▶ **To be done**
Render the data from its first line through the line that holds "368, 98, 443, 165", both included, as a Markdown table with a Row column for the row number and a Line column for the line itself, leaving out blank lines.
-=-=-
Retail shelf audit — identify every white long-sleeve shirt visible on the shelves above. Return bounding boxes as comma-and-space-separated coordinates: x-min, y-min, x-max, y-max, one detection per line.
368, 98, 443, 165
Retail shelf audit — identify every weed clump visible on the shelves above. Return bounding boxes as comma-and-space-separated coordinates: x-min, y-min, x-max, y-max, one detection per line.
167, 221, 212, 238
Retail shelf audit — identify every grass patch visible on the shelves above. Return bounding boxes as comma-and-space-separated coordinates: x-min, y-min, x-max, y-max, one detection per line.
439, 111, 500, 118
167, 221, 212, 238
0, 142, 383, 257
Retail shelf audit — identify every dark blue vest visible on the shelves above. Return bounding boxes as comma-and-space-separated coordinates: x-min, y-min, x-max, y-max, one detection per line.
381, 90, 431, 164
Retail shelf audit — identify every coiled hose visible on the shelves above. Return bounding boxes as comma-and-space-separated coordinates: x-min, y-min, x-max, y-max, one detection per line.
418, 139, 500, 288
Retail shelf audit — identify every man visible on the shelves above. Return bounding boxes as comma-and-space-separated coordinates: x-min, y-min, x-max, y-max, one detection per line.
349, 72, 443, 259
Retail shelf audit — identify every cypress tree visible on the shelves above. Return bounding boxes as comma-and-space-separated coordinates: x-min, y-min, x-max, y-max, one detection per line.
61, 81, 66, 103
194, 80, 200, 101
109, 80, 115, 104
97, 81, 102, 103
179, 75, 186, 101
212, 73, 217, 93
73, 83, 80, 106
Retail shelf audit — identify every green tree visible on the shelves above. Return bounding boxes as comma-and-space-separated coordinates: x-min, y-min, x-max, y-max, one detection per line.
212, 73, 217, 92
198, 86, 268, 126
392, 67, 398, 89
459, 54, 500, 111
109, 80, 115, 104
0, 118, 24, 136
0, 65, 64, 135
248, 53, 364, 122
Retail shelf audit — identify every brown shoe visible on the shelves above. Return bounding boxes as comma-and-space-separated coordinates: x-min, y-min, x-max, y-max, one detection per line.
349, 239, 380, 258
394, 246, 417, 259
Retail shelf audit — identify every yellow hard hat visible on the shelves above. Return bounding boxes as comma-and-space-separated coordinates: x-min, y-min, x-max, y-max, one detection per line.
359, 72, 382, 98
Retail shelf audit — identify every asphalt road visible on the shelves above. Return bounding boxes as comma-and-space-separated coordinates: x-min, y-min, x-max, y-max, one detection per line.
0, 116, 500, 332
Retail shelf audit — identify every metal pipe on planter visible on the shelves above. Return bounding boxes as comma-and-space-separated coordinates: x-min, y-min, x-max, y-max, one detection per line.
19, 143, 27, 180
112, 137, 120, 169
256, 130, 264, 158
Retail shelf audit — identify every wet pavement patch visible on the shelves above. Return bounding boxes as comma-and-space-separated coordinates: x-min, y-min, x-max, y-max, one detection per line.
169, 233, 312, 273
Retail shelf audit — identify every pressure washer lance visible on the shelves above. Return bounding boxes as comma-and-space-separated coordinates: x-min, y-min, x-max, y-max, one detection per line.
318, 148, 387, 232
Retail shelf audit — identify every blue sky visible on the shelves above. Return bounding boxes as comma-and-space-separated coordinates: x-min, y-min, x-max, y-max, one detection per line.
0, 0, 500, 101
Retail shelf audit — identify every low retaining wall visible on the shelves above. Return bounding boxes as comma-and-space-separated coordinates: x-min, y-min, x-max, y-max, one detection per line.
-=-=-
▶ **The completed task**
| Row | Line |
|---|---|
| 1 | Retail shelf audit — identify every white long-sleeve shirt visible on the shelves above. Return bounding boxes as comma-and-space-separated coordinates: x-min, y-min, x-max, y-max, one detection per line. |
| 2 | 368, 98, 443, 165 |